> **DATA LISTING**

####################

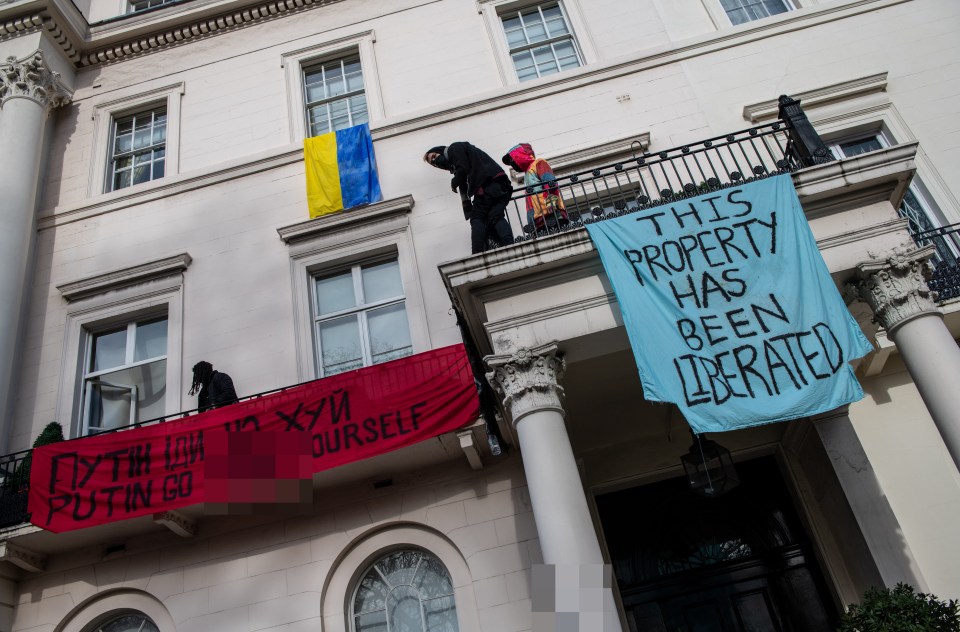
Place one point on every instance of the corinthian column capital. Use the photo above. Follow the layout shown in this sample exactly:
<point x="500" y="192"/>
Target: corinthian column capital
<point x="31" y="78"/>
<point x="896" y="288"/>
<point x="528" y="380"/>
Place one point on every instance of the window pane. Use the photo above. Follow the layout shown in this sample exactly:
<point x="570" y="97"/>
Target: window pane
<point x="381" y="281"/>
<point x="441" y="614"/>
<point x="121" y="180"/>
<point x="151" y="340"/>
<point x="339" y="116"/>
<point x="371" y="594"/>
<point x="335" y="293"/>
<point x="340" y="345"/>
<point x="141" y="173"/>
<point x="143" y="135"/>
<point x="111" y="395"/>
<point x="122" y="143"/>
<point x="432" y="579"/>
<point x="358" y="110"/>
<point x="534" y="27"/>
<point x="389" y="333"/>
<point x="398" y="568"/>
<point x="130" y="623"/>
<point x="403" y="610"/>
<point x="109" y="350"/>
<point x="862" y="146"/>
<point x="372" y="622"/>
<point x="318" y="120"/>
<point x="354" y="75"/>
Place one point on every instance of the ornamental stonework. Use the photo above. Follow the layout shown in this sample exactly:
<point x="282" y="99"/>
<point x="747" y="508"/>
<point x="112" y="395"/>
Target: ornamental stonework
<point x="896" y="289"/>
<point x="30" y="78"/>
<point x="528" y="380"/>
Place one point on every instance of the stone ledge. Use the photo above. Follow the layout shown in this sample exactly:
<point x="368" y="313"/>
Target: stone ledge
<point x="117" y="279"/>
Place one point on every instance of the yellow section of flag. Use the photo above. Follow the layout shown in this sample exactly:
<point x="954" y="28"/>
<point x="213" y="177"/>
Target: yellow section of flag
<point x="323" y="175"/>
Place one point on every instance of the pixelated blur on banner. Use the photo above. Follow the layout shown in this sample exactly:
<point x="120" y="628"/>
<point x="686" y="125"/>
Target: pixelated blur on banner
<point x="334" y="421"/>
<point x="247" y="472"/>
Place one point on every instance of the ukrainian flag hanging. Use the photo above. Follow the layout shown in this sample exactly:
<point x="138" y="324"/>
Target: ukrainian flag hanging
<point x="341" y="170"/>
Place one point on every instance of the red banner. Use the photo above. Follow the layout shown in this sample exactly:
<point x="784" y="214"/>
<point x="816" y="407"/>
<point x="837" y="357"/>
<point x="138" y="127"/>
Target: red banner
<point x="336" y="420"/>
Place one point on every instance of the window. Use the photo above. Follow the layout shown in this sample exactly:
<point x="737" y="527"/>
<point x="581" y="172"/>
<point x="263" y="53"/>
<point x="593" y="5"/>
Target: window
<point x="540" y="41"/>
<point x="742" y="11"/>
<point x="132" y="622"/>
<point x="334" y="94"/>
<point x="124" y="380"/>
<point x="916" y="208"/>
<point x="140" y="5"/>
<point x="138" y="148"/>
<point x="360" y="317"/>
<point x="406" y="590"/>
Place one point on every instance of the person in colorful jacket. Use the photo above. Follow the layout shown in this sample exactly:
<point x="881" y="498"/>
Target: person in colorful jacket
<point x="544" y="205"/>
<point x="476" y="175"/>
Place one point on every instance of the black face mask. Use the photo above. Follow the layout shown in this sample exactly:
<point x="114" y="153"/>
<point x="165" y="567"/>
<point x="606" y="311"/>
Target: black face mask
<point x="442" y="162"/>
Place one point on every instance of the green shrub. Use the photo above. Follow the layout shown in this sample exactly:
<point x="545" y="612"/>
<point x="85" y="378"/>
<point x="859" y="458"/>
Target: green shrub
<point x="901" y="610"/>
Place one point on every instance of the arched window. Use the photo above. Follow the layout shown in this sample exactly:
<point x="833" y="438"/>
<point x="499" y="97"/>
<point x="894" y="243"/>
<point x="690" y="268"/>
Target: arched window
<point x="129" y="622"/>
<point x="405" y="591"/>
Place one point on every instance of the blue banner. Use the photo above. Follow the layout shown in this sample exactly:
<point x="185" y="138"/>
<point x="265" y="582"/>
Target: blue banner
<point x="730" y="309"/>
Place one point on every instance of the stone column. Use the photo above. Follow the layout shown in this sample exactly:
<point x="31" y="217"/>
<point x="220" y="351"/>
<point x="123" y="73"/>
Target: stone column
<point x="575" y="589"/>
<point x="875" y="517"/>
<point x="896" y="290"/>
<point x="28" y="91"/>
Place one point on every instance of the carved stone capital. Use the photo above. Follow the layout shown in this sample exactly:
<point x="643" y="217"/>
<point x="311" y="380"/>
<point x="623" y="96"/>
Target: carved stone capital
<point x="896" y="289"/>
<point x="528" y="380"/>
<point x="31" y="78"/>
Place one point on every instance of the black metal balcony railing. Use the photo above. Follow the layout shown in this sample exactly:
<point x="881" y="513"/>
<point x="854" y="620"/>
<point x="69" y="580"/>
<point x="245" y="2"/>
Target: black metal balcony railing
<point x="661" y="177"/>
<point x="644" y="181"/>
<point x="15" y="467"/>
<point x="945" y="280"/>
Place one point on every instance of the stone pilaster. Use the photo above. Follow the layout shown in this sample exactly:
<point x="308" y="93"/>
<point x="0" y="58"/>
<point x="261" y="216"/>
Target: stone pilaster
<point x="528" y="380"/>
<point x="31" y="78"/>
<point x="896" y="288"/>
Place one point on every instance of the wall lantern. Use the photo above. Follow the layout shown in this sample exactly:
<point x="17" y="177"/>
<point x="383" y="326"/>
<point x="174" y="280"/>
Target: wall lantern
<point x="709" y="467"/>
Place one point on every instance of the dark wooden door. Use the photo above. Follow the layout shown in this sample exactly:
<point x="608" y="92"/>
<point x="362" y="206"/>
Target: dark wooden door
<point x="737" y="563"/>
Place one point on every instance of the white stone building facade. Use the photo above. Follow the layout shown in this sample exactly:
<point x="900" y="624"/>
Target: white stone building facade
<point x="199" y="223"/>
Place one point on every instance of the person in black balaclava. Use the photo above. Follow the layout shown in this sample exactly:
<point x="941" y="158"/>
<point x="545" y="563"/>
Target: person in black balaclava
<point x="213" y="388"/>
<point x="476" y="175"/>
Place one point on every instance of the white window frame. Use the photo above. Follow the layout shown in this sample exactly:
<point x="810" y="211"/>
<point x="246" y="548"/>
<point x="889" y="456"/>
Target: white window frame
<point x="107" y="112"/>
<point x="130" y="346"/>
<point x="919" y="190"/>
<point x="153" y="111"/>
<point x="361" y="310"/>
<point x="365" y="571"/>
<point x="109" y="307"/>
<point x="492" y="10"/>
<point x="344" y="239"/>
<point x="721" y="20"/>
<point x="293" y="63"/>
<point x="130" y="4"/>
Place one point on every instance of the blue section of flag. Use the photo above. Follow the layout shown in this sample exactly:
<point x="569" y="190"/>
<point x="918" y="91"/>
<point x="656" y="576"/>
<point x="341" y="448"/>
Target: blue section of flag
<point x="730" y="309"/>
<point x="359" y="183"/>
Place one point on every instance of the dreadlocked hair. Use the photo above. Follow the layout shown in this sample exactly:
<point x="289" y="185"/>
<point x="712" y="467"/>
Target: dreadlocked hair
<point x="202" y="372"/>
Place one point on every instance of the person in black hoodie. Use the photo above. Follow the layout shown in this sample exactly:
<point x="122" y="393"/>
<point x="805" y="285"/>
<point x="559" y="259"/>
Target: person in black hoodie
<point x="478" y="176"/>
<point x="213" y="388"/>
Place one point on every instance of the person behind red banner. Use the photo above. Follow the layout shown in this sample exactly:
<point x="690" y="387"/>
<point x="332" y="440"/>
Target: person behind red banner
<point x="213" y="388"/>
<point x="544" y="206"/>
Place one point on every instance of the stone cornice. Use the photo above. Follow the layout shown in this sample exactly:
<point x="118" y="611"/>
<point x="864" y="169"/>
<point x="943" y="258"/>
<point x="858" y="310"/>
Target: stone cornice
<point x="30" y="78"/>
<point x="769" y="110"/>
<point x="350" y="219"/>
<point x="101" y="283"/>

####################

> **ASSIGNMENT**
No line before the one containing "Place one point on every instance of the stone cornice." belongs in the answer; give again exactly that line and all lines after it through the end of the data.

> **RESULT**
Place one point on every instance of the stone cornice. Use the photo above. Follow the layout shown in this sample exactly:
<point x="118" y="611"/>
<point x="864" y="169"/>
<point x="943" y="258"/>
<point x="858" y="310"/>
Target: stone cornice
<point x="30" y="78"/>
<point x="769" y="110"/>
<point x="350" y="219"/>
<point x="101" y="283"/>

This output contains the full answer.